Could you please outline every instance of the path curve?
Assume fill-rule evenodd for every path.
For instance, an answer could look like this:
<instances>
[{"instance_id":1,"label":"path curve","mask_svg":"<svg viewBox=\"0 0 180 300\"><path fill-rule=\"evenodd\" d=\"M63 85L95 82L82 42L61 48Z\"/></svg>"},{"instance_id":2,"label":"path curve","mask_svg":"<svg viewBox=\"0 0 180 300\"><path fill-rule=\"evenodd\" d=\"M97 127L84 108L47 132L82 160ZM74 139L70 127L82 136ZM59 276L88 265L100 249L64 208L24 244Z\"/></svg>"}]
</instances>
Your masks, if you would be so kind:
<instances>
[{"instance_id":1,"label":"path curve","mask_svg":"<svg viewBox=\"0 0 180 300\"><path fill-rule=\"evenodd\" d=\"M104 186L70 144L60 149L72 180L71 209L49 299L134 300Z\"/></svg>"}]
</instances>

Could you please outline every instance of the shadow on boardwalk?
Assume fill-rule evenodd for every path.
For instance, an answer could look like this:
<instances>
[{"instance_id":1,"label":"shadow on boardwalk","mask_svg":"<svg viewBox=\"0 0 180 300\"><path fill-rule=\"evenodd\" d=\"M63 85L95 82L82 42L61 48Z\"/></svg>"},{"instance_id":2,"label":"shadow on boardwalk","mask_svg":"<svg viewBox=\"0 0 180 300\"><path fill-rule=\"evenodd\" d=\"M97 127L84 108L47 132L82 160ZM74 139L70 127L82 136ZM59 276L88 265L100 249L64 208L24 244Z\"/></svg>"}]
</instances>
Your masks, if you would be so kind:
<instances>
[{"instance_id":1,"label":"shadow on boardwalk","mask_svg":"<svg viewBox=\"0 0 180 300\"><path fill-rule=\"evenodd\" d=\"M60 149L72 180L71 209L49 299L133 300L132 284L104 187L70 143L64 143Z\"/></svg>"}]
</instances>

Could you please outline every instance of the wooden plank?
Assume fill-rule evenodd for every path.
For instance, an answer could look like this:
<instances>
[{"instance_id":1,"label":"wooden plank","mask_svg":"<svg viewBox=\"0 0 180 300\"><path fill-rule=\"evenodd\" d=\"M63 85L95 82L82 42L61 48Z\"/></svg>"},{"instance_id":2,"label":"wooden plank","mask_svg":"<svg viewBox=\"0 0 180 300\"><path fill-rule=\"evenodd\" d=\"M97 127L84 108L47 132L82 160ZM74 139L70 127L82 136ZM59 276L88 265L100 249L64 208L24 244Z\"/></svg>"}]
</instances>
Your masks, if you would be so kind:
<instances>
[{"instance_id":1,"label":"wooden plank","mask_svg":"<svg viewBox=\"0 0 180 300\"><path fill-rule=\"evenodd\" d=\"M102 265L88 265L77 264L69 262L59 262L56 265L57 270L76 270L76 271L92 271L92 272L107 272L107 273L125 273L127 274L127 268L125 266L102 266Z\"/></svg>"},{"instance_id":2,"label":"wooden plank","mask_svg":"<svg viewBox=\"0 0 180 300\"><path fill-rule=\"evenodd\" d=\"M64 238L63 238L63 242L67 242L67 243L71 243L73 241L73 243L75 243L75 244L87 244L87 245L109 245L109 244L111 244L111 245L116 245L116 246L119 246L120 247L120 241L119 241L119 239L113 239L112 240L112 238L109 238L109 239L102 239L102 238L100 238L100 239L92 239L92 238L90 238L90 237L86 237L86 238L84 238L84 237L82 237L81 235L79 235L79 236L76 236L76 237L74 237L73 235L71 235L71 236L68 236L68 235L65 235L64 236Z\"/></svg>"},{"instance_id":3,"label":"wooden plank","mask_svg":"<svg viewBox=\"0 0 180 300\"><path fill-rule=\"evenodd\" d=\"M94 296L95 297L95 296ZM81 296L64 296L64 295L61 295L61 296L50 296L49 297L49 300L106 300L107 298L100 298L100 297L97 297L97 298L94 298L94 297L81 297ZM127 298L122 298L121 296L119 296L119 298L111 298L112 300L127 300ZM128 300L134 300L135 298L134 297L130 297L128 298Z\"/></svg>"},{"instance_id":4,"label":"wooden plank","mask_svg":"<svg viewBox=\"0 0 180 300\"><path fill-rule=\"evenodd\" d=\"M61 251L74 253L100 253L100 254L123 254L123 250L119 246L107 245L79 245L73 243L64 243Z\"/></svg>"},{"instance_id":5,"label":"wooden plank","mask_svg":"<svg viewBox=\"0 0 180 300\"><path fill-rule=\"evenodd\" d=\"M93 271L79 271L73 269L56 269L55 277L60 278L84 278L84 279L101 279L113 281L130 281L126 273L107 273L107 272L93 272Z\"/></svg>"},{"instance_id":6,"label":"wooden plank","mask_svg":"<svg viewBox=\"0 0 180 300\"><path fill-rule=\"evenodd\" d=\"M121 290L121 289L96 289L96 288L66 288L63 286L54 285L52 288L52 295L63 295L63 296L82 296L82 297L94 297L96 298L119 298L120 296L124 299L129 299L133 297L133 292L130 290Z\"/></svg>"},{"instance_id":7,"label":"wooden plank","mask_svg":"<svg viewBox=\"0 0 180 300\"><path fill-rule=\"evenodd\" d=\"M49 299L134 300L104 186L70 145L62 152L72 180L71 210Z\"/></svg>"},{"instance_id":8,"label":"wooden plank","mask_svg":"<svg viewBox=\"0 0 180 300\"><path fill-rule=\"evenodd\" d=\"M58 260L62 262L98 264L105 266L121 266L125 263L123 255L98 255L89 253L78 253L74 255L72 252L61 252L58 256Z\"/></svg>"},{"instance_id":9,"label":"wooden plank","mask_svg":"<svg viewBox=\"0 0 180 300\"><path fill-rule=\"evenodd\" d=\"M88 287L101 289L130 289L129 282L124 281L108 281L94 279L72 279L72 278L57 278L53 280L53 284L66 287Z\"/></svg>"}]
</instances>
────────────────────────────────────────
* **EXERCISE**
List every line of the listing above that contains the string "shadow". Matching is case-sensitive.

* **THE SOLUTION**
Could you please outline every instance of the shadow on boardwalk?
[{"instance_id":1,"label":"shadow on boardwalk","mask_svg":"<svg viewBox=\"0 0 180 300\"><path fill-rule=\"evenodd\" d=\"M63 85L95 82L82 42L61 48Z\"/></svg>"},{"instance_id":2,"label":"shadow on boardwalk","mask_svg":"<svg viewBox=\"0 0 180 300\"><path fill-rule=\"evenodd\" d=\"M97 127L84 108L47 132L82 160ZM74 139L70 127L82 136ZM59 276L88 265L100 249L64 208L24 244Z\"/></svg>"}]
[{"instance_id":1,"label":"shadow on boardwalk","mask_svg":"<svg viewBox=\"0 0 180 300\"><path fill-rule=\"evenodd\" d=\"M60 149L72 180L71 209L49 299L133 300L132 284L104 187L70 143L64 143Z\"/></svg>"}]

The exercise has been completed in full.